Document section –

* * *

# Can i know about subclass 188(A) business innovation stream of Queensland state ? Are nominating or they have stopped for a while?



## zh8083060 (2 mo ago)

I have applied for business innovation stream program subclass 188(A) in Queensland state but my case office said to me that Queensland has just paused nominations and they are going to resume this again very soon? Can anyone tell me that is this news is confirm?


----------



## JandE (Jul 17, 2015)

zh8083060 said:


> I have applied for business innovation stream program subclass 188(A) in Queensland state but my case office said to me that Queensland has just paused nominations and they are going to resume this again very soon? Can anyone tell me that is this news is confirm?


The Migration Queensland Business Program is temporarily suspended for the 2022-23 program year.

Migration Queensland’s business nomination program (BIIP) will be temporarily suspended from *8 November 2022*, as MQ has fulfilled our interim allocation for business nominations.

* * *

[Dataset entries]

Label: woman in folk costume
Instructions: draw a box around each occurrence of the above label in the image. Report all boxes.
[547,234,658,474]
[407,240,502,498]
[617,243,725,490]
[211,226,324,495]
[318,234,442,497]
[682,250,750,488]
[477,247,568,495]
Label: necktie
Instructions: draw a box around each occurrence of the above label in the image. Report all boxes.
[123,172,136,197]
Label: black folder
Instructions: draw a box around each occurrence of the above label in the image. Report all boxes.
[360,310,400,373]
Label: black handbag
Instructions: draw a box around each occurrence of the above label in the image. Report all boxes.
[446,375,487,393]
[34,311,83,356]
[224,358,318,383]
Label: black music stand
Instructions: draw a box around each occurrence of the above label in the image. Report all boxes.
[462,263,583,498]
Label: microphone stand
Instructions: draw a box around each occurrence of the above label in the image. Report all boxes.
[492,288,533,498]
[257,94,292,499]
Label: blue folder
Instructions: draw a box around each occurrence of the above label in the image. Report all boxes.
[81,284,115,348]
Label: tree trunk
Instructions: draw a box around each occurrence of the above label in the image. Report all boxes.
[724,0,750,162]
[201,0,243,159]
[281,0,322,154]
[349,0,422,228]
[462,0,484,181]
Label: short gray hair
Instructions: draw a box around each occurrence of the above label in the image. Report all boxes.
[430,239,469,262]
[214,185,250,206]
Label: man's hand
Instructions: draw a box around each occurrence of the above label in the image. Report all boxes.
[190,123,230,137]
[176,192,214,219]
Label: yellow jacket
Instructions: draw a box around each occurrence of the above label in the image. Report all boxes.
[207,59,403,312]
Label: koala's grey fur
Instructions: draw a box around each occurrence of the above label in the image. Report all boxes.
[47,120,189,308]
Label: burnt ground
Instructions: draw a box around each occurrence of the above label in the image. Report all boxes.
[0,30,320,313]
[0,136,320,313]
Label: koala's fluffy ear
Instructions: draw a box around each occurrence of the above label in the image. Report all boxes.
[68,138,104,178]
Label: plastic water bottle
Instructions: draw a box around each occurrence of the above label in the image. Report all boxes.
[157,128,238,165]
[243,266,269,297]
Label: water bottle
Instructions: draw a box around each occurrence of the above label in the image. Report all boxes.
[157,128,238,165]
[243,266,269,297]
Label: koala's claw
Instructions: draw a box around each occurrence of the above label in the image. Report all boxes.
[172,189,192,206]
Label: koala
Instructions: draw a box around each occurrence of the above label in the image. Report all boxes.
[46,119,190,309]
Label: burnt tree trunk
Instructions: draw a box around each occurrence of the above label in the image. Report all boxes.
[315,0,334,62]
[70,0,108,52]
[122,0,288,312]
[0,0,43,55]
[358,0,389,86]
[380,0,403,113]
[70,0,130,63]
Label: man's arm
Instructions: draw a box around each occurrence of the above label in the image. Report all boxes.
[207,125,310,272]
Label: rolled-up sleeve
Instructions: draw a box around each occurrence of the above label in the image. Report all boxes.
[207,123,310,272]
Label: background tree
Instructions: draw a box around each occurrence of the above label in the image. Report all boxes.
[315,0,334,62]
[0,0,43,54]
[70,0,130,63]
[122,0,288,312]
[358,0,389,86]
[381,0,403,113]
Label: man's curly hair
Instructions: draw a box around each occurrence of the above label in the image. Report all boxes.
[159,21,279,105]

* * *

Problem set –
[A] Select every line of the rows that contains the string "koala", treating uppercase and lowercase letters as distinct.
[B] Extend the forum thread on Queensland's business innovation nominations by writing the next part after its final sentence.

Outputs for the tasks –
[A]
Label: koala's grey fur
Label: koala's fluffy ear
Label: koala's claw
Label: koala

[B]
MQ is now waiting for further clarification from Home Affairs regarding the Queensland BIIP allocation. 






MQ - Business Program


Migration Queensland (MQ) is the state nominating body for the Queensland government and a business unit of TIQ.




migration.qld.gov.au


----------



## zh8083060 (2 mo ago)

Thanks how long it might take?


----------



## JandE (Jul 17, 2015)

zh8083060 said:


> Thanks how long it might take?


As it is temporarily suspended for the 2022-23 program year, it might not open again until July 2023.

But, depending on circumstances, it _could_ open earlier.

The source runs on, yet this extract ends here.